* [Work to complete]:
Give an exact copy of the data that follows.

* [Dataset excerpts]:
——

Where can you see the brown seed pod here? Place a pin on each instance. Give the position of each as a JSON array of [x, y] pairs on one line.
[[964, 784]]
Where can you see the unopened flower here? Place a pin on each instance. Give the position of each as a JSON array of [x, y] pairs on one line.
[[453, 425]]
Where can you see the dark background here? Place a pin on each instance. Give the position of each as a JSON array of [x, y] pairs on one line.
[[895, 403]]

——

* [Response area]:
Where can you see the brown seed pod here? Place a pin on each instance. Give the position of each as a JSON array of [x, y] pairs on one line.
[[964, 784]]
Where can you see the unopened flower here? Place a pin on each instance. Give the position of each as a JSON array of [x, y] pairs on one line.
[[453, 425]]
Where can you see the dark background here? Place a pin on each instance. Give the position of each as a JSON array of [x, y] pairs on one line.
[[895, 403]]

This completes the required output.